* [WRITTEN PROBLEM]
Rewrite every one of the items below, replacing "drops a pin on" with "places a point on" wherever it occurs and changing nothing else. Leave the picture out of your answer.

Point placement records
☆ ☆ ☆
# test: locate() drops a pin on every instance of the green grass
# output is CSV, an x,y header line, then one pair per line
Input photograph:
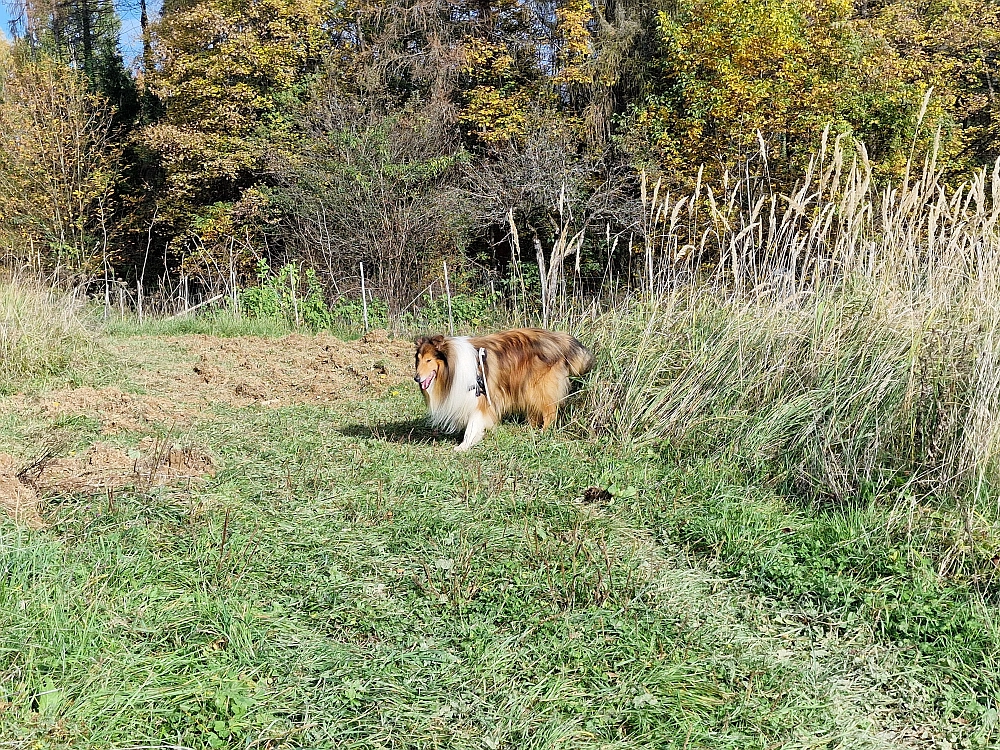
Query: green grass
x,y
348,581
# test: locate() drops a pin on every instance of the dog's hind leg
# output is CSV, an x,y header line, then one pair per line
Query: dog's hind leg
x,y
549,414
474,431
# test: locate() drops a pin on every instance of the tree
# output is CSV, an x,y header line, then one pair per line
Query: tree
x,y
733,69
58,168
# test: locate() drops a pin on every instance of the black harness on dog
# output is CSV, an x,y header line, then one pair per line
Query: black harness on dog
x,y
480,386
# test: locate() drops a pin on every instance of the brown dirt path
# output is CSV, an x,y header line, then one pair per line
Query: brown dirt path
x,y
180,379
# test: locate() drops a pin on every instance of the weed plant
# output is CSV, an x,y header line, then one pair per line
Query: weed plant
x,y
42,334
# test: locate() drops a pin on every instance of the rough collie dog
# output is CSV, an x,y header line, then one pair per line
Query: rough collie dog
x,y
470,383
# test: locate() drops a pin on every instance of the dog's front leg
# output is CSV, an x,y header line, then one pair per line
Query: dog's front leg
x,y
473,432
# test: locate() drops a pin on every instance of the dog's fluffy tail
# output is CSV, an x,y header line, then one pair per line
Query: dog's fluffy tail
x,y
578,358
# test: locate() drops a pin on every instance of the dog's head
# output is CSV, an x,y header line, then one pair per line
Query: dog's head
x,y
430,360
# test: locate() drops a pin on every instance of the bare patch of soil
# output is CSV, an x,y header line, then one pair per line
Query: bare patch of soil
x,y
17,498
295,369
103,468
116,410
185,376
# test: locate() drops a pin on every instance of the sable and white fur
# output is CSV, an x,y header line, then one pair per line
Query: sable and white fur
x,y
527,370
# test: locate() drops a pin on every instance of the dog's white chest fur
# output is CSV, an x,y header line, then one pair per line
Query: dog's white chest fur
x,y
452,411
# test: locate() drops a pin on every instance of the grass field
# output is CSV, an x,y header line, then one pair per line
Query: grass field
x,y
345,580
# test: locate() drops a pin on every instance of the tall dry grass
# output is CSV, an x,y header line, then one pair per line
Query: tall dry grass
x,y
42,333
847,332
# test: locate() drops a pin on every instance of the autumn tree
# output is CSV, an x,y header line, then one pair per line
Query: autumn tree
x,y
229,74
730,70
58,169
☆ ☆ ☆
* [WRITTEN SOLUTION]
# test: locate() places a point on every instance of the green grass
# output is CSV, an x,y header line, then one pair per line
Input photograph:
Query: green grass
x,y
348,581
# test: locate() places a point on every instance of the dog's hind leg
# output is CSV, an x,y header line, then one pair per line
Query: dog's hind leg
x,y
549,414
474,431
# test: locate() places a point on every instance of the tree
# output is CSV, an x,y header line, then one pair per line
Query: tree
x,y
733,69
58,168
# test: locate() places a point on every instance of the black harness on dog
# output is CSV, an x,y header line, then one pair per line
Query: black harness on dog
x,y
480,386
# test: locate() places a point on every instance of the brown dirt path
# output is CSV, an x,y header line, then one pair per line
Query: brown dirt path
x,y
180,379
# test: locate() places a point on every instance of the weed plant
# output is CSV, an x,y header line, then one pair per line
Query: weed plant
x,y
42,334
# test: locate() places a point on every instance of the rough collie dog
# output is CSV, an x,y header line, then one pair per line
Query: rough collie dog
x,y
470,383
# test: locate() places a point on every instance of the dog's front leg
# output is CSV, an x,y header line, then one pair per line
Query: dog's front leg
x,y
473,432
# test: locate() places a point on every instance of the dog's fluffy tail
# output is CSV, an x,y header line, then one pair per line
Query: dog's fluffy tail
x,y
578,358
# test: locate() places a point on every instance of the dog's head
# output is CSV, an x,y header line, then one pair per line
Query: dog's head
x,y
430,360
# test: locate() places a point on every instance of the bare patch of soil
# output is CSV, an x,y header line, then one pair per line
Query: bare patch of soil
x,y
17,498
295,369
103,468
116,410
185,376
# test: locate() places a point on every instance of the sable and white fur
# output is CSV, an x,y header line, then one pair per line
Query: sable and white fur
x,y
527,370
# test: locate() places a point on every instance of the dog's white chest fur
# output is CSV, an x,y header line, then one pair per line
Query: dog's white chest fur
x,y
452,411
# test: locate() places a point on every instance of the grass field
# output is CSV, an x,y header line, then one pair per line
Query: grass field
x,y
345,580
# test: locate() places a point on every instance of the tall dry grass
# output is CSV, an x,y header line, then one pair per line
Query: tall dry grass
x,y
42,333
847,332
# test: locate() places a point on every instance of the autumn tree
# output is CSV, an x,y header line, then one pair per line
Query: autumn tree
x,y
229,74
730,70
58,169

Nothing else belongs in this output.